Reading passage:
● ● ●

Jobs fail to submit: Check user mapping¶

The CE must be able to map the identity of the job submitter to a local OS account, used for storing the job sandbox and running the job under the local batch system. This mapping is done via a set of mapfiles. If no mapping is available, then job submission will fail.

If a SciToken can't be mapped and the D_SECURITY debug level is enabled, then you will see this in the SchedLog file:

10/05/21 18:56:04 (D_SECURITY) Failed to map SCITOKENS authenticated identity 'https://demo.scitokens.org,htcondor-ce-dev', failing authentication to give another authentication method a go.

Next actions

Check the files in /etc/condor-ce/mapfiles.d/ and ensure that the user's authentication method and identity are present (possibly via a regular expression), and that the mapped OS account exists on your CE and cluster.

Jobs stay idle on the CE¶

Check the following subsections in order, but note that jobs may take several minutes or longer to run if the CE is busy.

Idle jobs on CE: Make sure the underlying batch system can run jobs¶

HTCondor-CE delegates jobs to your batch system, which is then responsible for matching jobs to worker nodes. If you cannot manually submit jobs (e.g., condor_submit, qsub) on the CE host to your batch system, then HTCondor-CE won't be able to either.

● ● ●

Dataset content:
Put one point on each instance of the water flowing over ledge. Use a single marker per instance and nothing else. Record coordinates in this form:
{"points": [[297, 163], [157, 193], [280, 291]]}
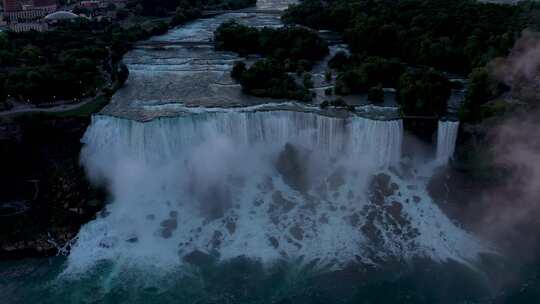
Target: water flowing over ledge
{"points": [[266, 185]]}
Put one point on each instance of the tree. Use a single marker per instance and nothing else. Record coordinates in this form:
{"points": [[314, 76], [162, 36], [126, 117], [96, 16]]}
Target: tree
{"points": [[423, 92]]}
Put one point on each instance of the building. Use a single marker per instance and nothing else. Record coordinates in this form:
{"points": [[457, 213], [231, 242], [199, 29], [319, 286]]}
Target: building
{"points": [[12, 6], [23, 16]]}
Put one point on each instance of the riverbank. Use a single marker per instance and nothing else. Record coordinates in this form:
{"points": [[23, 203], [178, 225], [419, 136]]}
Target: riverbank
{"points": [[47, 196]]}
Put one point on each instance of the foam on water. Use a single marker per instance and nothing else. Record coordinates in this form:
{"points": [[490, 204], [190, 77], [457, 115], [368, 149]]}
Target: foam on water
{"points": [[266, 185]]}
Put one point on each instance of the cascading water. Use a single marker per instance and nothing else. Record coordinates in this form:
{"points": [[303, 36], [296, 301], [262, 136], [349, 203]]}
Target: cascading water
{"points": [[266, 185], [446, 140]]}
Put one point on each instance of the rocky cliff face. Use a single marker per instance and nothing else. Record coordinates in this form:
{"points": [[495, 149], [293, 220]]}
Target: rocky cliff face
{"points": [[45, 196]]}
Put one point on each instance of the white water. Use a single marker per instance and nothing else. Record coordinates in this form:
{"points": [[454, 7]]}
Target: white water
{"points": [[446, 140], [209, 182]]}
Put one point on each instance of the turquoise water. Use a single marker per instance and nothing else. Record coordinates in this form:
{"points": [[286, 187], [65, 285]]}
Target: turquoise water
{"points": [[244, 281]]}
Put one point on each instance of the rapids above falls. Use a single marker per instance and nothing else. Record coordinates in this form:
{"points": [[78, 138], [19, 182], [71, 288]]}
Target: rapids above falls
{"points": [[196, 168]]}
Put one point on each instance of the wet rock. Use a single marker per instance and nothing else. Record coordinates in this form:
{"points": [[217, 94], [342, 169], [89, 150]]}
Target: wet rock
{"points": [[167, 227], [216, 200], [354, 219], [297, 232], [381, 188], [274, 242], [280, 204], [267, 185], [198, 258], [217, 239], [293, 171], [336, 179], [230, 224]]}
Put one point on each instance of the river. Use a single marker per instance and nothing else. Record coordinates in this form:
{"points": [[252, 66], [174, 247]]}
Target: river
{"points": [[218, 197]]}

● ● ●

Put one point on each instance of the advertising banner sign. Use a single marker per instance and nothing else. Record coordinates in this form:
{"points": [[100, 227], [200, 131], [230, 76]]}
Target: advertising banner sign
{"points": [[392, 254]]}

● ● ●

Copy the section of the HTCondor-CE troubleshooting text from "Jobs fail to" up to and including "method a go.", keeping its wording unchanged. The lines have nothing to do with the work here.

Result for this exercise:
Jobs fail to submit: Check user mapping¶

The CE must be able to map the identity of the job submitter to a local OS account, used for storing the job sandbox and running the job under the local batch system. This mapping is done via a set of mapfiles. If no mapping is available, then job submission will fail.

If a SciToken can't be mapped and the D_SECURITY debug level is enabled, then you will see this in the SchedLog file:

10/05/21 18:56:04 (D_SECURITY) Failed to map SCITOKENS authenticated identity 'https://demo.scitokens.org,htcondor-ce-dev', failing authentication to give another authentication method a go.